◆ **Estratto selezionato**:
Comunicati Segreteria - 14/07/2014

Oggetto: Renzi e la Rivoluzione Copernicana nella Pubblica Amministrazione.
Gentile Direttore,
Copernico fu molto attento nel rappresentare le proprie teorie a non assumere atteggiamenti rivoluzionari. Questo narra la storia.
Anche perché era più interessato a far maturare tra gli studiosi il consenso alle sue teorie piuttosto che a farsi "bruciare nel rogo dell'inquisizione".

Tornando a tempi "moderni" è giusto ricordare il lavoro che autorevoli giuristi e politici del nostro Paese, da Sabino Cassese, a Massimo Saverio Giannini, a Massimo D'Antona fino a Franco Bassanini, intentarono nei processi di riforma della Pubblica Amministrazione. Se qualcuno avesse solo la voglia di riprendere quanto emergeva dalle innumerevoli relazioni e proposte che fin da allora si avanzarono, che necessariamente si integravano con interventi di riforma del sistema istituzionale ma anche e soprattutto con processi di cambiamento cheinvestivano la tendenza delle Pubbliche Amministrazioni ad una auroferenzialità di natura conservativa, che male si sposa con una funzione di erogazione di attività e servizi al cittadino, si accorgerà dell'attualità di quei lavori.

Almeno tre sono gli elementi significativi che emergono da quegli studi e che meriterebbero una maggior attenzione da coloro i quali si trovano ad affrontare medesimi temi:

1. Spesso non serve inventarsi nuove leggi, emanare continuamente decreti legge o enfatizzare prospettive future come se si formulassero per la prima volta; a volte basterebbe prendere quello che già c'è, è stato scritto ma non è mai stato applicato. A parere di chi scrive questo rappresenta uno dei veri limiti di chi ha governato e di chi governa la Pubblica Amministrazione: non attuare mai un rendiconto tra obiettivi enunciati da leggi di riforma e verifica dei risultati conseguiti. Anzi, di inverso, il continuo proliferare di nuove norme, spesso emendate ad uso e consumo proprio da coloro che vedono nei processi di cambiamento la messa in discussione del proprio ruolo di potere, ha reso vano ogni tentativo di riforma. E' del tutto evidente che anche nella percezione dei cittadini la sfiducia in seno alla politica ed alle istituzioni cresce e conferma l'assunto che "la finanza governa, i tecnici amministrano ed i politici vanno in televisione".

◆ **Dati forniti**:
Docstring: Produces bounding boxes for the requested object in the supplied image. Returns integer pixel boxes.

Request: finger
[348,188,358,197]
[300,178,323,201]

◆ **Problemi da risolvere**:
1 - Riporta testualmente il tratto della lettera sulla riforma della Pubblica Amministrazione che va da "Comunicati Segreteria - 14/07/2014" fino a "narra la storia.".
2 - In una-tre frasi, spiega perché, secondo la lettera sulla riforma della Pubblica Amministrazione, Copernico evitò atteggiamenti rivoluzionari nel presentare le proprie teorie.

◆ **Risposte ai compiti**:
1 -
Comunicati Segreteria - 14/07/2014

Oggetto: Renzi e la Rivoluzione Copernicana nella Pubblica Amministrazione.
Gentile Direttore,
Copernico fu molto attento nel rappresentare le proprie teorie a non assumere atteggiamenti rivoluzionari. Questo narra la storia.

2 - Copernico evitò atteggiamenti rivoluzionari perché gli interessava più far maturare tra gli studiosi il consenso alle sue teorie che farsi "bruciare nel rogo dell'inquisizione".